- Input material
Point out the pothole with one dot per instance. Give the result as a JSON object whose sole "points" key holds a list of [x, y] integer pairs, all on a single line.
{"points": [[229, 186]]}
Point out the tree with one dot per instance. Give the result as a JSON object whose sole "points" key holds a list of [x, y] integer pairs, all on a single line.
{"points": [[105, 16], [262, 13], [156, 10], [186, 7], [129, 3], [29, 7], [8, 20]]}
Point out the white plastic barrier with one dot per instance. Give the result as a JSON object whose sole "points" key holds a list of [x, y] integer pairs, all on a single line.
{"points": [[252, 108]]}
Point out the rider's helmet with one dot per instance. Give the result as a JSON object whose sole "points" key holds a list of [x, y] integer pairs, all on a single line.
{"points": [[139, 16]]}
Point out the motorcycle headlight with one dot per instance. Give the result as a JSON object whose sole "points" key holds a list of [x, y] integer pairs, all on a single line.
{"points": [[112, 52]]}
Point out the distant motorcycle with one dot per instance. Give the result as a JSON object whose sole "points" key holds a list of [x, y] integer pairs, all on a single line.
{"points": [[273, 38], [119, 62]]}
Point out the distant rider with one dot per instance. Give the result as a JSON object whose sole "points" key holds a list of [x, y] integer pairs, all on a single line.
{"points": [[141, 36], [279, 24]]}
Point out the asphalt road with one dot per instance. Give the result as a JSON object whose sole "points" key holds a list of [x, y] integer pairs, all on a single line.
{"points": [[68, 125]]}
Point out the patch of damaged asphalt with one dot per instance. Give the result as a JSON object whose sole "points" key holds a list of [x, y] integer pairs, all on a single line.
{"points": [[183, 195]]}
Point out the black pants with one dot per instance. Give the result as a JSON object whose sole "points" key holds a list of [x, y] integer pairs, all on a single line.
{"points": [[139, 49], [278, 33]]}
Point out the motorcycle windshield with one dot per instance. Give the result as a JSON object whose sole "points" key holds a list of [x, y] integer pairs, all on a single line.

- Work instructions
Make a precise copy of the records in their entirety.

- Exercise solution
Point out the pothole with one dot per instance. Give the result as a JSON object whose sole "points" key holds a list of [x, y] integer pairs, all on a single line.
{"points": [[229, 186]]}
Point out the tree with one dot per instance. Give the result as a JSON object whose sole "points" key holds a list of [x, y] integer pairs, all on a single line.
{"points": [[105, 16], [262, 13], [156, 10], [186, 7], [129, 3], [29, 7], [8, 20]]}
Point out the white plastic barrier with one dot per instance. Give the result as a JSON object whose sole "points" key holds a list of [x, y] integer pairs, all on a single line.
{"points": [[252, 108]]}
Point out the rider's helmet with one dot per instance. Give the result as a JSON object whose sole "points" key holds a list of [x, y] integer pairs, all on a single line.
{"points": [[139, 16]]}
Point out the motorcycle headlight with one dot per instance. Give the result as a JSON object whose sole "points" key holds a list of [x, y] integer pairs, all on a single line.
{"points": [[112, 52]]}
Point out the distant motorcycle with one dot per instance. Give the result as a JSON object whose sole "points" key holds a list of [x, y] integer pairs, all on a single line.
{"points": [[273, 38], [119, 62]]}
Point out the distant rider with one dot per instance. Give the result as a JSON object whose sole "points" key holds a list of [x, y] integer pairs, all on a single line.
{"points": [[141, 36], [279, 24]]}
Point out the asphalt road with one dot per instance. Give the result as a JSON object whose sole "points" key holds a list of [x, y] integer pairs, all on a single line.
{"points": [[68, 125]]}
Point out the patch of damaged asphalt with one dot per instance. Give the result as a JSON object whose sole "points" key holds a list of [x, y] integer pairs, all on a single line.
{"points": [[183, 195]]}
Point out the black pants with one dot per instance. Give the result as a JSON object whose sole "points" key holds a list of [x, y] integer pairs, all on a single line.
{"points": [[139, 49], [278, 33]]}
Point out the motorcycle windshield with one dot per instance. Give the result as a JSON object whose sole "points" key holds a list of [x, y] integer pairs, all on a single line.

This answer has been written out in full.